▶ Objective:
Your task is to copy the lines from the line containing "Expected: one point per instance of the dried" through the end of the listing below, both included, without any pictures.

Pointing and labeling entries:
┄┄┄┄┄┄

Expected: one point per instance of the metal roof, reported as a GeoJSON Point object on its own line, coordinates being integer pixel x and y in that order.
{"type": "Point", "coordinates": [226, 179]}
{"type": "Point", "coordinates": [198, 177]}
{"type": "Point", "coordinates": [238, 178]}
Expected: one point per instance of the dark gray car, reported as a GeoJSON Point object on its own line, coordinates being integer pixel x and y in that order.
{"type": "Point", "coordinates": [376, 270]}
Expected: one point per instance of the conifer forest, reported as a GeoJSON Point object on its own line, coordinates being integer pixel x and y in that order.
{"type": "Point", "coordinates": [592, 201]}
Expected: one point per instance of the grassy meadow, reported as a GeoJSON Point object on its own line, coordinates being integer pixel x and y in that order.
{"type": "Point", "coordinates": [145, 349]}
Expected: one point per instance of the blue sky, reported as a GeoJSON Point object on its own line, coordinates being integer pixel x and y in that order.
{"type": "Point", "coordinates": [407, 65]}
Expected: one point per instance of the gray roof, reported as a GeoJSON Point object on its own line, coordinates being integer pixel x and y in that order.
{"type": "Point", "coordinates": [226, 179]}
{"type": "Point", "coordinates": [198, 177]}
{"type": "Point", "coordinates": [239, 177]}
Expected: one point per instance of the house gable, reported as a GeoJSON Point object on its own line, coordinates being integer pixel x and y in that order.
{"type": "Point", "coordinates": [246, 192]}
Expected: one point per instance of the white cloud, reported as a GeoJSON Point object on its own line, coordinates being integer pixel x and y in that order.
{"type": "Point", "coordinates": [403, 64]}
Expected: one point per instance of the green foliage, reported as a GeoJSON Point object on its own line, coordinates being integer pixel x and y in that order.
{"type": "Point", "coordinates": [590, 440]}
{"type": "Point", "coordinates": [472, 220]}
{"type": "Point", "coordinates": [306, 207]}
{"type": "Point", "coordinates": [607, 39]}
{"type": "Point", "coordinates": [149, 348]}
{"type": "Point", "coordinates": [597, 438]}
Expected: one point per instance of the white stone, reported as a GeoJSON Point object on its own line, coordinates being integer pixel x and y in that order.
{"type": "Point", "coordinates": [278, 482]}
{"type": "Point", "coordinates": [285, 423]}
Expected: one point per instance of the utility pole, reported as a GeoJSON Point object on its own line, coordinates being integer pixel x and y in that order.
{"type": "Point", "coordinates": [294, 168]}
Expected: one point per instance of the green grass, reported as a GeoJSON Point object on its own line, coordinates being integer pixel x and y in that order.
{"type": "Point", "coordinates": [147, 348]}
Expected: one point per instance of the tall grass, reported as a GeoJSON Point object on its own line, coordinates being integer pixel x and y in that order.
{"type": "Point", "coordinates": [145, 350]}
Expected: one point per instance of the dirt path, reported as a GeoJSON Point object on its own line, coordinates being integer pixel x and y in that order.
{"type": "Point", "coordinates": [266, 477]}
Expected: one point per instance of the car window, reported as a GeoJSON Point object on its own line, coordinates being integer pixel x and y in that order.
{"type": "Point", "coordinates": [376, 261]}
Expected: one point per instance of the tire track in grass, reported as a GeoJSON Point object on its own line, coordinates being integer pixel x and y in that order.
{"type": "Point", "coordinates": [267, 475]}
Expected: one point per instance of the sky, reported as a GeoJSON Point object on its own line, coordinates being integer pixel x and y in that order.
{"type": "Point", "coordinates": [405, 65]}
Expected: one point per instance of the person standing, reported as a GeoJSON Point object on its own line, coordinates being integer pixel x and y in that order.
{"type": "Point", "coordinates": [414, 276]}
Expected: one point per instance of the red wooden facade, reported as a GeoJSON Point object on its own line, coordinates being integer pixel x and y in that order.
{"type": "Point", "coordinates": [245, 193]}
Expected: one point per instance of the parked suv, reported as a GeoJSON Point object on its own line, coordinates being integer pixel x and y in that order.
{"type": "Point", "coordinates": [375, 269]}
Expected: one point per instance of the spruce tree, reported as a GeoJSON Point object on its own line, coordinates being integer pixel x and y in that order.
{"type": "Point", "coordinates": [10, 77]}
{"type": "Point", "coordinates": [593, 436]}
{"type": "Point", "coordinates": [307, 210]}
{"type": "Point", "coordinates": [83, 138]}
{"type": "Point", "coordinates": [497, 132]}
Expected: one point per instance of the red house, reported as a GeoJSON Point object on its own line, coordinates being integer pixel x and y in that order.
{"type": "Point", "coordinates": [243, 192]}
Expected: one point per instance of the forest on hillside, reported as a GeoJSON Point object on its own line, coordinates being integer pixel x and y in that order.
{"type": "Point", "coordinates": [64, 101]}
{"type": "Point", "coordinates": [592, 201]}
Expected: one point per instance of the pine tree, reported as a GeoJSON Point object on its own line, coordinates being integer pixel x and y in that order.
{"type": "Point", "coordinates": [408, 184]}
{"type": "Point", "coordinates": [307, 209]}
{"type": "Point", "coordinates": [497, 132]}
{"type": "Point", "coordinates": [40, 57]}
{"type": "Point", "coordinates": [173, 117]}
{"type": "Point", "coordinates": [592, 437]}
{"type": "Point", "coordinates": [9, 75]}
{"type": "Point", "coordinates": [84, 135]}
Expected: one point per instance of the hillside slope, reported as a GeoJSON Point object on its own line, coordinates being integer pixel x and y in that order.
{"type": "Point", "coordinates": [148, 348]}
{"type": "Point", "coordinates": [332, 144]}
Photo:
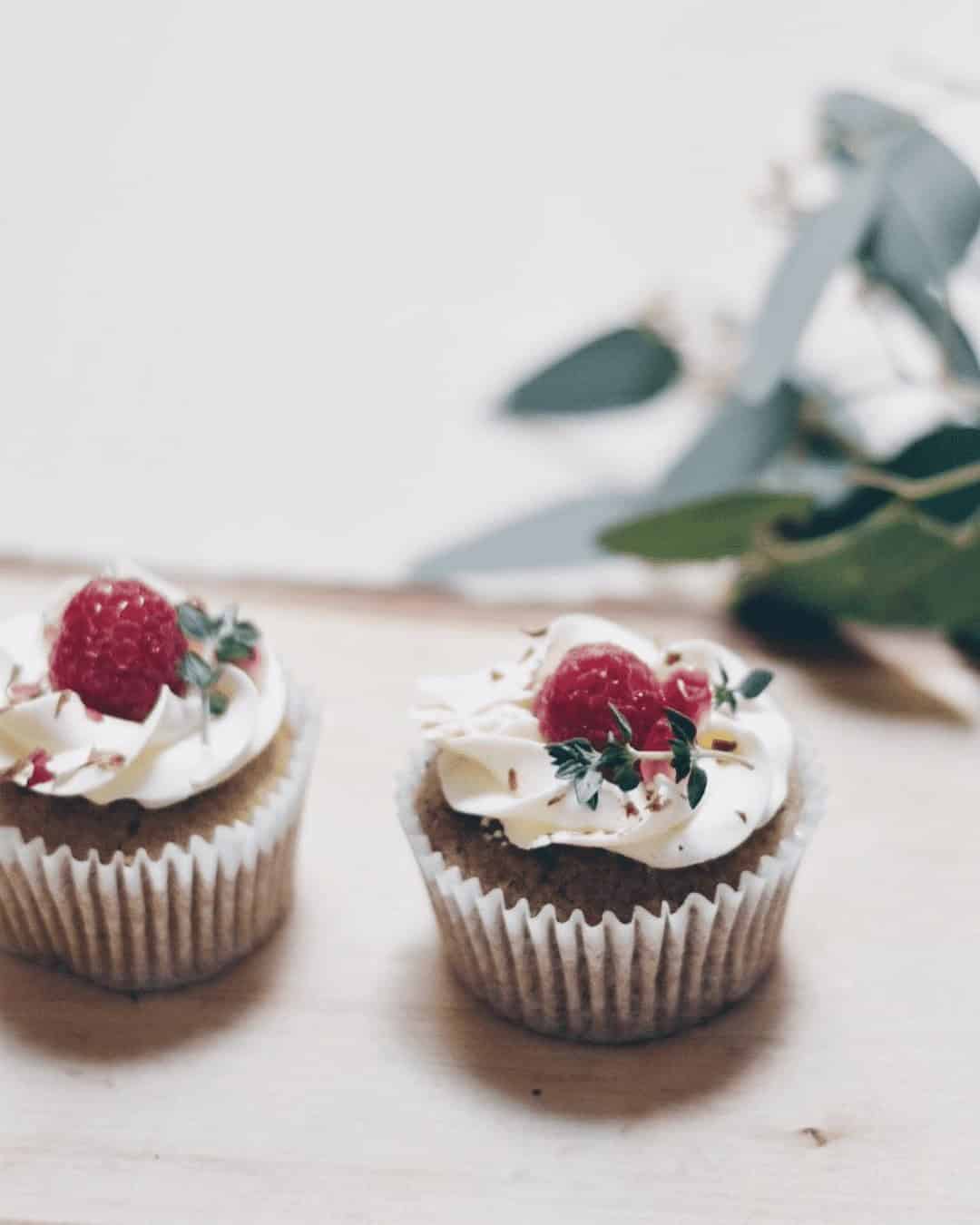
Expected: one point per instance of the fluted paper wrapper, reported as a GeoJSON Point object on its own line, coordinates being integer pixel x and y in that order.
{"type": "Point", "coordinates": [146, 923]}
{"type": "Point", "coordinates": [612, 982]}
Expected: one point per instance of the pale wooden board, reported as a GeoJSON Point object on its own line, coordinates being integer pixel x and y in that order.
{"type": "Point", "coordinates": [342, 1075]}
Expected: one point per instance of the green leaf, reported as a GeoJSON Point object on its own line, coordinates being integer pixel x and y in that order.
{"type": "Point", "coordinates": [741, 440]}
{"type": "Point", "coordinates": [622, 368]}
{"type": "Point", "coordinates": [587, 788]}
{"type": "Point", "coordinates": [196, 671]}
{"type": "Point", "coordinates": [192, 622]}
{"type": "Point", "coordinates": [696, 786]}
{"type": "Point", "coordinates": [231, 648]}
{"type": "Point", "coordinates": [627, 778]}
{"type": "Point", "coordinates": [682, 728]}
{"type": "Point", "coordinates": [756, 682]}
{"type": "Point", "coordinates": [681, 760]}
{"type": "Point", "coordinates": [717, 527]}
{"type": "Point", "coordinates": [626, 731]}
{"type": "Point", "coordinates": [908, 554]}
{"type": "Point", "coordinates": [822, 244]}
{"type": "Point", "coordinates": [930, 214]}
{"type": "Point", "coordinates": [934, 314]}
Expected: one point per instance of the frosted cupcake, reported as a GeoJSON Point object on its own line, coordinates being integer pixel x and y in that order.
{"type": "Point", "coordinates": [608, 828]}
{"type": "Point", "coordinates": [154, 763]}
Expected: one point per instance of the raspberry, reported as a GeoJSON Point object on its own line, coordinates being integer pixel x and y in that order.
{"type": "Point", "coordinates": [689, 690]}
{"type": "Point", "coordinates": [574, 699]}
{"type": "Point", "coordinates": [119, 642]}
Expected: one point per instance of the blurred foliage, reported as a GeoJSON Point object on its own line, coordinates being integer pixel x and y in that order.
{"type": "Point", "coordinates": [821, 532]}
{"type": "Point", "coordinates": [619, 369]}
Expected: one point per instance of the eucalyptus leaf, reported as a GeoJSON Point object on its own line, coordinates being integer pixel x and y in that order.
{"type": "Point", "coordinates": [934, 314]}
{"type": "Point", "coordinates": [738, 445]}
{"type": "Point", "coordinates": [930, 213]}
{"type": "Point", "coordinates": [892, 567]}
{"type": "Point", "coordinates": [622, 368]}
{"type": "Point", "coordinates": [823, 242]}
{"type": "Point", "coordinates": [702, 531]}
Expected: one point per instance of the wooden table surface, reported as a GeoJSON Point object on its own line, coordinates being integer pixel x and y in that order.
{"type": "Point", "coordinates": [342, 1075]}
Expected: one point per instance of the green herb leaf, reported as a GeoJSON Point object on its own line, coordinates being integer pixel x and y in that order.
{"type": "Point", "coordinates": [626, 731]}
{"type": "Point", "coordinates": [193, 622]}
{"type": "Point", "coordinates": [587, 788]}
{"type": "Point", "coordinates": [681, 761]}
{"type": "Point", "coordinates": [696, 786]}
{"type": "Point", "coordinates": [755, 682]}
{"type": "Point", "coordinates": [622, 368]}
{"type": "Point", "coordinates": [196, 671]}
{"type": "Point", "coordinates": [231, 648]}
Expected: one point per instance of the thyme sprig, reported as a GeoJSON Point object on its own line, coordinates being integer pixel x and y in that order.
{"type": "Point", "coordinates": [224, 640]}
{"type": "Point", "coordinates": [751, 685]}
{"type": "Point", "coordinates": [585, 767]}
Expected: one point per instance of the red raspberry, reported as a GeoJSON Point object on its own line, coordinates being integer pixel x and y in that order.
{"type": "Point", "coordinates": [689, 690]}
{"type": "Point", "coordinates": [119, 642]}
{"type": "Point", "coordinates": [574, 699]}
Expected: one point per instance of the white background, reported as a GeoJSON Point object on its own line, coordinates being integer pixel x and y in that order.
{"type": "Point", "coordinates": [265, 267]}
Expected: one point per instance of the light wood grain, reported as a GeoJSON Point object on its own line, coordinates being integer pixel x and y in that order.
{"type": "Point", "coordinates": [342, 1075]}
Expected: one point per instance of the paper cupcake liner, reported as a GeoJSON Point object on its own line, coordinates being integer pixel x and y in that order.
{"type": "Point", "coordinates": [161, 923]}
{"type": "Point", "coordinates": [612, 982]}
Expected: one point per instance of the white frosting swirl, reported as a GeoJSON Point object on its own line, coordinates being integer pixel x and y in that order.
{"type": "Point", "coordinates": [157, 762]}
{"type": "Point", "coordinates": [493, 761]}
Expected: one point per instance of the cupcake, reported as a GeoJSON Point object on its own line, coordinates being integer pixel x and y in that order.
{"type": "Point", "coordinates": [154, 761]}
{"type": "Point", "coordinates": [608, 828]}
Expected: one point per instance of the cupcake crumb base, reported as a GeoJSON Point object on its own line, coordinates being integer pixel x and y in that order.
{"type": "Point", "coordinates": [211, 885]}
{"type": "Point", "coordinates": [610, 979]}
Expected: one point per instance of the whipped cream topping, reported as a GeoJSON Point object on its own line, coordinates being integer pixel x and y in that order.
{"type": "Point", "coordinates": [157, 762]}
{"type": "Point", "coordinates": [493, 762]}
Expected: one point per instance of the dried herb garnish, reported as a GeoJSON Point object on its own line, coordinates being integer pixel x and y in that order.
{"type": "Point", "coordinates": [618, 762]}
{"type": "Point", "coordinates": [750, 686]}
{"type": "Point", "coordinates": [224, 640]}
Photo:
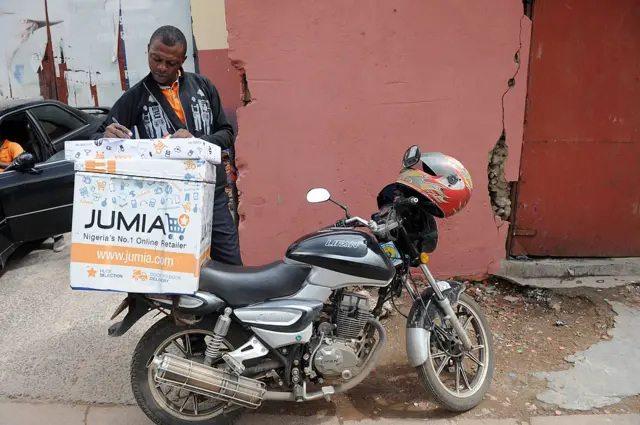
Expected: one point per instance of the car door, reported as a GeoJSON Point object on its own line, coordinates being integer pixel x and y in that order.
{"type": "Point", "coordinates": [37, 206]}
{"type": "Point", "coordinates": [59, 123]}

┄┄┄┄┄┄

▶ Solution to the problem:
Expected: one point per instance of the dried herb garnish, reported as a GeoJSON Point object on its own line, coordinates being integer pixel x and y in that order.
{"type": "Point", "coordinates": [618, 762]}
{"type": "Point", "coordinates": [750, 686]}
{"type": "Point", "coordinates": [224, 640]}
Photo:
Expected: one point per instance of the car door, reported as a GeoJSON Point object on its own line, coordinates being integer pixel x and y in that order.
{"type": "Point", "coordinates": [37, 206]}
{"type": "Point", "coordinates": [59, 123]}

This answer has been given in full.